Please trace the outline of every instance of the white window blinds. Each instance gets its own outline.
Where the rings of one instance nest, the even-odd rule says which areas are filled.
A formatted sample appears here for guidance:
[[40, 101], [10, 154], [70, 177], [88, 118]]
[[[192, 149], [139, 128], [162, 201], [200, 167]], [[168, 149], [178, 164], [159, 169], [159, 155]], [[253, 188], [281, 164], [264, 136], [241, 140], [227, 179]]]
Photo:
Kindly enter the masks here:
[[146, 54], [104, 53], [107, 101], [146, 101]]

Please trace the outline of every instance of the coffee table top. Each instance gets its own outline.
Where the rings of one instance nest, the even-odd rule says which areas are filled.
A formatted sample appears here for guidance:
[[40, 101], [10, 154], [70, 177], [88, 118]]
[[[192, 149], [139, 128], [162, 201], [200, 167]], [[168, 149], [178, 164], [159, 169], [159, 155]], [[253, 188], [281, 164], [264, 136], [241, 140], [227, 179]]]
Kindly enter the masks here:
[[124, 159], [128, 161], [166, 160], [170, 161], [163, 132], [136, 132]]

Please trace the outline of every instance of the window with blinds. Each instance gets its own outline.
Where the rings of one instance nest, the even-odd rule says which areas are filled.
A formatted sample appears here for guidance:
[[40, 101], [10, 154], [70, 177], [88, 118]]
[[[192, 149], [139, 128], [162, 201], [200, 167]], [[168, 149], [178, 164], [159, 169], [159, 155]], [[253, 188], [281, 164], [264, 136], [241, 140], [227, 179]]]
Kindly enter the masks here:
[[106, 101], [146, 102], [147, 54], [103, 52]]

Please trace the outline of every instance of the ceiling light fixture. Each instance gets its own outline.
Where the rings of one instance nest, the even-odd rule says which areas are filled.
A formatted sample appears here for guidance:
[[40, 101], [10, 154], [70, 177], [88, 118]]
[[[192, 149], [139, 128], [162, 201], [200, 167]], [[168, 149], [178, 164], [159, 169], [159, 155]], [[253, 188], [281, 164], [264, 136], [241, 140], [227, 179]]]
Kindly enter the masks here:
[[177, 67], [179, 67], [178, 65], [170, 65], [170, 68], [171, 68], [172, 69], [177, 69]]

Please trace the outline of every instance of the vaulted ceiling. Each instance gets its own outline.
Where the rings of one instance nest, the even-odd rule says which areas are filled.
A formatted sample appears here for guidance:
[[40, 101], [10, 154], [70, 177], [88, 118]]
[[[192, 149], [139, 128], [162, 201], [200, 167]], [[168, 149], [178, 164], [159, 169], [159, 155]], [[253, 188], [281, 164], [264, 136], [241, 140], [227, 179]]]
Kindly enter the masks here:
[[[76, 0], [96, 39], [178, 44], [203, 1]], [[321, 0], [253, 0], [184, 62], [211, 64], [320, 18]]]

Problem requirements: Reproduce all of the data above line for line, with no changes.

The solution:
Please trace the outline of every instance of the white window blinds. Each instance gets its own outline.
Where the rings of one instance nest, the even-odd rule says which areas are filled.
A formatted sample appears here for guidance:
[[40, 101], [10, 154], [70, 177], [88, 118]]
[[[192, 149], [139, 128], [162, 201], [200, 167]], [[168, 149], [178, 164], [159, 169], [159, 155]], [[253, 188], [281, 164], [264, 136], [241, 140], [227, 179]]]
Photo:
Kindly enter the masks here:
[[146, 54], [104, 53], [107, 101], [146, 101]]

Please trace the outline of every instance of the coffee table top. Each instance gets its own outline.
Where the rings of one instance nest, the even-odd rule says which areas are filled.
A formatted sample appears here for guidance:
[[40, 101], [10, 154], [70, 177], [88, 118]]
[[[192, 149], [139, 128], [162, 201], [200, 167]], [[168, 149], [178, 164], [159, 169], [159, 155]], [[253, 188], [281, 164], [264, 136], [241, 140], [227, 179]]]
Kindly enter the masks here:
[[124, 159], [128, 161], [166, 160], [170, 161], [163, 132], [136, 132]]

Please trace the outline of every instance of the window with blinds. Each instance gets its own outline.
Where the rings of one instance nest, the even-odd rule says which areas are filled.
A formatted sample appears here for guidance:
[[40, 101], [10, 154], [70, 177], [88, 118]]
[[[192, 149], [139, 128], [162, 201], [200, 167]], [[168, 149], [178, 164], [159, 169], [159, 155]], [[253, 188], [281, 164], [264, 136], [241, 140], [227, 179]]]
Kindly enter the masks here:
[[106, 101], [146, 102], [147, 54], [103, 52]]

Please trace the outline of every instance of the ceiling light fixture. Each instance gets its own outline.
Where the rings of one instance nest, the even-odd rule says which areas are filled.
A formatted sample appears here for guidance:
[[40, 101], [10, 154], [70, 177], [88, 118]]
[[[192, 149], [139, 128], [162, 201], [200, 167]], [[168, 149], [178, 164], [159, 169], [159, 155]], [[253, 188], [281, 164], [264, 136], [241, 140], [227, 179]]]
Kindly enter the masks here:
[[177, 67], [179, 67], [178, 65], [170, 65], [170, 68], [171, 68], [172, 69], [177, 69]]

Please trace the outline of every instance of the vaulted ceiling. Each instance gets its own outline.
Where the rings of one instance nest, the even-odd rule says which areas are filled.
A formatted sample appears here for guidance:
[[40, 101], [10, 154], [70, 177], [88, 118]]
[[[192, 149], [139, 128], [162, 201], [200, 167]], [[168, 149], [178, 164], [159, 169], [159, 155]], [[253, 188], [281, 164], [264, 136], [241, 140], [227, 179]]]
Kindly enter the masks here:
[[[76, 0], [96, 39], [178, 44], [203, 1]], [[321, 0], [253, 0], [184, 62], [211, 64], [320, 18]]]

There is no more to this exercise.